> [Task instructions]
Repeat the data below exactly, starting at its first line and ending at the line that contains "column 59, row 137", including both of those lines.

> [Given records]
#####

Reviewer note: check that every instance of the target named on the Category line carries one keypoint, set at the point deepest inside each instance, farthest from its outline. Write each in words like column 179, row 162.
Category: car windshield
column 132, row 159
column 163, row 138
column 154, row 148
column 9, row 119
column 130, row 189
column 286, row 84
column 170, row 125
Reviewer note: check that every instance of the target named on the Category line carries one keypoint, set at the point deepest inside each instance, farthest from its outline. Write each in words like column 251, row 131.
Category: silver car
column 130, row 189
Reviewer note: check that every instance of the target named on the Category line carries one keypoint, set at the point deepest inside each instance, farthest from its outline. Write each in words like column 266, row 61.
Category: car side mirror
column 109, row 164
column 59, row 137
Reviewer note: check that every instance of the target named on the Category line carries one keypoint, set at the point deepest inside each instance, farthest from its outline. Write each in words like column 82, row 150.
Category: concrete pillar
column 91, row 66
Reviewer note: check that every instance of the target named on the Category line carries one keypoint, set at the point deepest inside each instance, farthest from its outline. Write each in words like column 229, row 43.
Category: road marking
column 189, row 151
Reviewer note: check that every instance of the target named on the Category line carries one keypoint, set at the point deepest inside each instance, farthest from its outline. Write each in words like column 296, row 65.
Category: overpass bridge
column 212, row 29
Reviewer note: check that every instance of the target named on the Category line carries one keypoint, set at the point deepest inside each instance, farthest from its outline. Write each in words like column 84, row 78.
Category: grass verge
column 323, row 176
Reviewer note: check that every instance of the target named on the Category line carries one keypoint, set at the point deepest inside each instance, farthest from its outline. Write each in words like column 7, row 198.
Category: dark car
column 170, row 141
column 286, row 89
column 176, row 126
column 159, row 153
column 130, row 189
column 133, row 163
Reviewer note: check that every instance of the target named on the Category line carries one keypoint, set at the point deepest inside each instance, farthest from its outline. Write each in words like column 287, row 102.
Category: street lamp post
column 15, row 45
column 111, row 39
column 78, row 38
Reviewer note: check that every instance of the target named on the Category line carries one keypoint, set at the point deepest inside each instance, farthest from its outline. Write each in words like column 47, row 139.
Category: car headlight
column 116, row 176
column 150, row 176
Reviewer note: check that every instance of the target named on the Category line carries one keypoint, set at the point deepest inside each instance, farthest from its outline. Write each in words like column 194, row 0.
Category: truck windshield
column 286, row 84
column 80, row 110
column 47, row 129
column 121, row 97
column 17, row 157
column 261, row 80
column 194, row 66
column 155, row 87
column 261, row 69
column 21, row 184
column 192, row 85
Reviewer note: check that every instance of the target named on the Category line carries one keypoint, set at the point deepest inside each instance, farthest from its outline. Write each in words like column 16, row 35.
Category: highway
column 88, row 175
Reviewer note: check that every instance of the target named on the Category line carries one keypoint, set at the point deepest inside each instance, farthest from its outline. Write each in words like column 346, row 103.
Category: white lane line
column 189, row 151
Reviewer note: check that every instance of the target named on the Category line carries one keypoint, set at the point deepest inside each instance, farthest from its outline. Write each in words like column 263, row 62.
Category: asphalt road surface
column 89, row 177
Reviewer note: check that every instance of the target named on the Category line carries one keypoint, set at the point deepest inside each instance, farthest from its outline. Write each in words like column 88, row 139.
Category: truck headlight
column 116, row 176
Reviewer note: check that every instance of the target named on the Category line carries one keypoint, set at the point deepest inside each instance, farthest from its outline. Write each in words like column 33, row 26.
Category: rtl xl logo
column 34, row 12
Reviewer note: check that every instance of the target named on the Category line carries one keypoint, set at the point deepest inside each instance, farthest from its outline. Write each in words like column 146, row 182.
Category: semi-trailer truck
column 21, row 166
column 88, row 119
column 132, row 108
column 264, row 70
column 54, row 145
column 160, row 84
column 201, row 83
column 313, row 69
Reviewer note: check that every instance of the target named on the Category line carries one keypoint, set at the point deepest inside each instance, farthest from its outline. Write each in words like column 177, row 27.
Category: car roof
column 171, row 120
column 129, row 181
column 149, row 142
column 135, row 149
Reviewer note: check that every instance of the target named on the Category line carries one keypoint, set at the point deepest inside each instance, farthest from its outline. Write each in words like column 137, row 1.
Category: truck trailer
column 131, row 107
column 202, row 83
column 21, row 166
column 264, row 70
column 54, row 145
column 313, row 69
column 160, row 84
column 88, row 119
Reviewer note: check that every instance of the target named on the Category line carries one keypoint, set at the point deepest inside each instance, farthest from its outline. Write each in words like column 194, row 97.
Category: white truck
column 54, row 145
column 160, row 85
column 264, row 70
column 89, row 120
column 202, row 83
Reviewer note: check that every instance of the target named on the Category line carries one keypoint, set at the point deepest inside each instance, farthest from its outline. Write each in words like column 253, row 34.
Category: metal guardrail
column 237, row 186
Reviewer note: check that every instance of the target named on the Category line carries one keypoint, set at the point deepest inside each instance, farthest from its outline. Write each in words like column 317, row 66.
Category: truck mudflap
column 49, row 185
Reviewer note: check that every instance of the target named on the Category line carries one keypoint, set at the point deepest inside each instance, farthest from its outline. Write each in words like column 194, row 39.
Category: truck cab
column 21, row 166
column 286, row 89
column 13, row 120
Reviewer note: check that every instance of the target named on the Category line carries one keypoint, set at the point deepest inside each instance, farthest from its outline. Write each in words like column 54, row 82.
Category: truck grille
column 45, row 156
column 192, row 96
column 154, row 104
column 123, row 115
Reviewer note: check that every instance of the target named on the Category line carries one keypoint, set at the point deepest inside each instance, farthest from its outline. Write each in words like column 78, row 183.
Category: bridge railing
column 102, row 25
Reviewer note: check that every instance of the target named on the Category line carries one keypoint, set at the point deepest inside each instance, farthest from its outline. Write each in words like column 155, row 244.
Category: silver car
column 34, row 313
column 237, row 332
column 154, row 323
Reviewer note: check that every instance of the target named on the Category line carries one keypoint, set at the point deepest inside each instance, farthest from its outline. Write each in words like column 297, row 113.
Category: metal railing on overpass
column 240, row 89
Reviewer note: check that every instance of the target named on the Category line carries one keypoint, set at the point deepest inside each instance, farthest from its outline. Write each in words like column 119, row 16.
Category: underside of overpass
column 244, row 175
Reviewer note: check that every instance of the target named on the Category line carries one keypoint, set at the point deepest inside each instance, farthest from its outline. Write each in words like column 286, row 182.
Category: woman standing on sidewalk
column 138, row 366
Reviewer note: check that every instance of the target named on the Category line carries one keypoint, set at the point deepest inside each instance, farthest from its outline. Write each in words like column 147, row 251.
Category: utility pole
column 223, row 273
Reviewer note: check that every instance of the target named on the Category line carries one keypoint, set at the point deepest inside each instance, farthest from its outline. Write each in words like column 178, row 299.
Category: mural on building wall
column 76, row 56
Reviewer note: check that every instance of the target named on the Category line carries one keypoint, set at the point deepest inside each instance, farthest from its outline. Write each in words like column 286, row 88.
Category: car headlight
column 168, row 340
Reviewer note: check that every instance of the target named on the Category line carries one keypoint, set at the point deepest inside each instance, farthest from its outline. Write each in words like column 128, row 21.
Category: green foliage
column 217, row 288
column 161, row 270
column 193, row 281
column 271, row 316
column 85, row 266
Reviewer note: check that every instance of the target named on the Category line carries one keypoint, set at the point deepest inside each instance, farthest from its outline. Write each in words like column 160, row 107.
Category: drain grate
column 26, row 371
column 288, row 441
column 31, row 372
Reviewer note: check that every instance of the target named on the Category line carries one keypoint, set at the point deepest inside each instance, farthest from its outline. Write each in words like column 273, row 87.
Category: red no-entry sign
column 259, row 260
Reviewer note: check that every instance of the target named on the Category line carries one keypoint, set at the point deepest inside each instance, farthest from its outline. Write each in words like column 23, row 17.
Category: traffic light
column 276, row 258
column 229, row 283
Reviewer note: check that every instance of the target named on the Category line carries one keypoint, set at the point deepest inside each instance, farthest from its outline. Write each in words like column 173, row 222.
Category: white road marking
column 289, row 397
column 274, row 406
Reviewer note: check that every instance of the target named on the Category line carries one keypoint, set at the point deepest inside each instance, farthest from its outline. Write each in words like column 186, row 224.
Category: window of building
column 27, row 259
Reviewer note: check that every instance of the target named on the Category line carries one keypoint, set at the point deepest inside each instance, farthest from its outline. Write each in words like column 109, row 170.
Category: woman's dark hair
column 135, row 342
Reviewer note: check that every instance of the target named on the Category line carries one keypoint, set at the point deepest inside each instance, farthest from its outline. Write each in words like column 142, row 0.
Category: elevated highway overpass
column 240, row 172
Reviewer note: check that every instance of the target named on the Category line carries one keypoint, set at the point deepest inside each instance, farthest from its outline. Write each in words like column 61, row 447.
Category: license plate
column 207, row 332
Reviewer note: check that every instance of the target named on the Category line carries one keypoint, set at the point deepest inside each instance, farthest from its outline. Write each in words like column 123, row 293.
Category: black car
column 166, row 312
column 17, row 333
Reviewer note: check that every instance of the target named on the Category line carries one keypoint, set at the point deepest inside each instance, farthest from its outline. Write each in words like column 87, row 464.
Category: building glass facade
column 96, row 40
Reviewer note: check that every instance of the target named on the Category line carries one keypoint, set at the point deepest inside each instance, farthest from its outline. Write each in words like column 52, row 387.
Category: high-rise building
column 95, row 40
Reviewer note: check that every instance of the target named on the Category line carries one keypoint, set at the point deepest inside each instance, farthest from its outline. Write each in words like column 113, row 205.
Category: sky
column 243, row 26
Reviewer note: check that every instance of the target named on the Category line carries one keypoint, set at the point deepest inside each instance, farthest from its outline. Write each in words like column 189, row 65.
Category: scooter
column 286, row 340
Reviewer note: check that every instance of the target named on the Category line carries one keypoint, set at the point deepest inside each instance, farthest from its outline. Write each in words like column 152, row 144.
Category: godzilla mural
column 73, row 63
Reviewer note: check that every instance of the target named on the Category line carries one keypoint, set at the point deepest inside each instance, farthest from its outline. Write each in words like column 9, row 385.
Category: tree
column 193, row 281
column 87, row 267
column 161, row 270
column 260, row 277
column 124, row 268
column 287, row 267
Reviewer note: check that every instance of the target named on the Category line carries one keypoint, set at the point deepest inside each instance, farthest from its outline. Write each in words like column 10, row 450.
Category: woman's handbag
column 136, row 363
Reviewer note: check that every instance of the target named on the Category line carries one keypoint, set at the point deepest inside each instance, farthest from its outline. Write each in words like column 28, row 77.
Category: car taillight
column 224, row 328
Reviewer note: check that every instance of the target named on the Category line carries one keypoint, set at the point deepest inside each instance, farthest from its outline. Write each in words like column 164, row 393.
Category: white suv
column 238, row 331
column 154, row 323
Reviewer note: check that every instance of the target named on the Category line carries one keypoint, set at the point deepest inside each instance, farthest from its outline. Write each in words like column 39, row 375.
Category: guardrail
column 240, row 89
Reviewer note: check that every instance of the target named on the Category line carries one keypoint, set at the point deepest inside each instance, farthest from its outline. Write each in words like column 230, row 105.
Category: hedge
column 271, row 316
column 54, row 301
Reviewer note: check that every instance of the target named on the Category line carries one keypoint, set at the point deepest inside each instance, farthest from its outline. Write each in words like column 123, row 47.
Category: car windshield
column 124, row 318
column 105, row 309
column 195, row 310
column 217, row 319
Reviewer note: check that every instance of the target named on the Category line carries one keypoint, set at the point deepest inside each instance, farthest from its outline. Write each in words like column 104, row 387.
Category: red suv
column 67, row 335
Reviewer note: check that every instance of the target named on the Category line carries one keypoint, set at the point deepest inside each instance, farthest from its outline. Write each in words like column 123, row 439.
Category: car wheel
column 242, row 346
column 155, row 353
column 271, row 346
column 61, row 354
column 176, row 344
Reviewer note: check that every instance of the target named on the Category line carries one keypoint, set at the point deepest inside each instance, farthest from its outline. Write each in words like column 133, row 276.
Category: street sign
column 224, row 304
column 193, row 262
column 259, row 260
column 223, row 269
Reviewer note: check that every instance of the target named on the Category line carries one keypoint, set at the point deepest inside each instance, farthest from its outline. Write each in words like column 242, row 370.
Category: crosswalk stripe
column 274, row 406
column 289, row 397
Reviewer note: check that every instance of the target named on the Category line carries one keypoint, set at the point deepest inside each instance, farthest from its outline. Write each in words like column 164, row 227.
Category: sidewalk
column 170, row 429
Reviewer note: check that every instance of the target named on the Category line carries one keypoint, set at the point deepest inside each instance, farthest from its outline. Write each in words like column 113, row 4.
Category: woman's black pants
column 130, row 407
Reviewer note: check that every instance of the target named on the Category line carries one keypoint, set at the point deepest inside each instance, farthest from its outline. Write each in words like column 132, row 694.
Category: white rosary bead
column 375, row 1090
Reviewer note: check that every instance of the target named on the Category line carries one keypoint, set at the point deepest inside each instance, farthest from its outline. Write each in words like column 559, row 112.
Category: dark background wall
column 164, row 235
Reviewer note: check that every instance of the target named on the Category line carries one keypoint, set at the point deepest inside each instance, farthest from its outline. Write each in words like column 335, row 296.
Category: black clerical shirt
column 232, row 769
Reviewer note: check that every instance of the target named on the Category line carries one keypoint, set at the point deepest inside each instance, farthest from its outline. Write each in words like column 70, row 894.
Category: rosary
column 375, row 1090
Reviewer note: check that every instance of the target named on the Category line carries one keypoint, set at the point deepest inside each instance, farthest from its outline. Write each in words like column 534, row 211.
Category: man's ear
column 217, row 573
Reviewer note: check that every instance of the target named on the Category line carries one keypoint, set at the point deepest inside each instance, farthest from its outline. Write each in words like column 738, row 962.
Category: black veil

#####

> [Response for this exercise]
Reviewer note: check that every instance of the target named on the Category line carries one keypoint, set at the point deepest inside each instance, farthest from its outline. Write each in words like column 179, row 162.
Category: car windshield
column 132, row 159
column 163, row 138
column 154, row 148
column 9, row 119
column 130, row 189
column 286, row 84
column 170, row 125
Reviewer note: check that every instance of the target named on the Category line carries one keypoint, set at the point deepest inside each instance, farthest from its outline. Write each in words like column 251, row 131.
Category: silver car
column 130, row 189
Reviewer note: check that every instance of the target named on the Category line carries one keypoint, set at the point deepest inside each instance, farthest from its outline. Write each in words like column 266, row 61.
Category: car side mirror
column 109, row 164
column 59, row 137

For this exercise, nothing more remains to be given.